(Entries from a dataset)
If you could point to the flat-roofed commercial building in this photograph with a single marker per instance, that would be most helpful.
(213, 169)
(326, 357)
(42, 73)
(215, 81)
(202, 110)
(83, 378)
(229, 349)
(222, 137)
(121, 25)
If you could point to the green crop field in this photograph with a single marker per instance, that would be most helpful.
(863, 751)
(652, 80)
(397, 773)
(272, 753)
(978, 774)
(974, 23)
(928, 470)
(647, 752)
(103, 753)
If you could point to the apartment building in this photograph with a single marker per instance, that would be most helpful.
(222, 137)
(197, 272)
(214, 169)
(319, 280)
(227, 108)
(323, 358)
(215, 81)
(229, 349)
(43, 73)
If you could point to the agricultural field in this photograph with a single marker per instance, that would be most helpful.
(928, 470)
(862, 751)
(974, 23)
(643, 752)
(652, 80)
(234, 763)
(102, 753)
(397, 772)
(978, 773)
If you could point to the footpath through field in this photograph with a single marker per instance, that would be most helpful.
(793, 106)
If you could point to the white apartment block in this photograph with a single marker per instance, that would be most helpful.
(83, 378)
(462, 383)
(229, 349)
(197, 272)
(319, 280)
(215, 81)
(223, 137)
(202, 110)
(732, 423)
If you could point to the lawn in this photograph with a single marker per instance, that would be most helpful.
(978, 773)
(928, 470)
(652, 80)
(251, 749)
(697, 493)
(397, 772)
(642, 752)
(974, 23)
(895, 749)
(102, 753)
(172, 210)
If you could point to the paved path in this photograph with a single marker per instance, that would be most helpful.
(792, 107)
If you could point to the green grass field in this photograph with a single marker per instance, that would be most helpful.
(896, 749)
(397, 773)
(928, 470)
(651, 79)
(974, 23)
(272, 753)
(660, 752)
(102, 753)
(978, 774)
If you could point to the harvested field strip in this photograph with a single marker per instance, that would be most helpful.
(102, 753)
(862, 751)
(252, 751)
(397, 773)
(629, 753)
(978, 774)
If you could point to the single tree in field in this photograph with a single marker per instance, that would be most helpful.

■ **INSTRUCTIONS FOR THE TASK**
Rewrite the lines of the listing as a numbered list, starting at the line containing "If you could point to the white" and running through the end of the listing, with both ends included. Leave out any blank lines.

■ **SOLUTION TO THIS TASK**
1. If you could point to the white apartment block in this photograph with a single marker per instance, that would be most helpful.
2. (83, 378)
3. (462, 383)
4. (229, 349)
5. (197, 272)
6. (319, 280)
7. (215, 81)
8. (223, 137)
9. (202, 110)
10. (732, 423)
11. If you could point to the lawn in this photograph with a single marker per instance, that would be most helpful.
12. (978, 773)
13. (928, 470)
14. (652, 80)
15. (251, 749)
16. (697, 493)
17. (397, 772)
18. (642, 752)
19. (974, 23)
20. (895, 749)
21. (102, 753)
22. (172, 210)
23. If you could point to the paved path in this photograph with a single marker per instance, that would be most helpful.
24. (792, 107)
25. If you could point to the green grass field in this photograph with a single marker per instance, that would be most helpful.
26. (896, 749)
27. (397, 773)
28. (928, 470)
29. (651, 79)
30. (974, 23)
31. (272, 753)
32. (660, 752)
33. (102, 753)
34. (978, 774)
35. If you could point to the harvested field strip in this photograph with a single marker per instance, that would be most helpful.
36. (102, 753)
37. (862, 751)
38. (252, 751)
39. (397, 773)
40. (629, 753)
41. (978, 774)
42. If you could point to the single tree in field in this photograph with a single marker per instance, that would be most helpful.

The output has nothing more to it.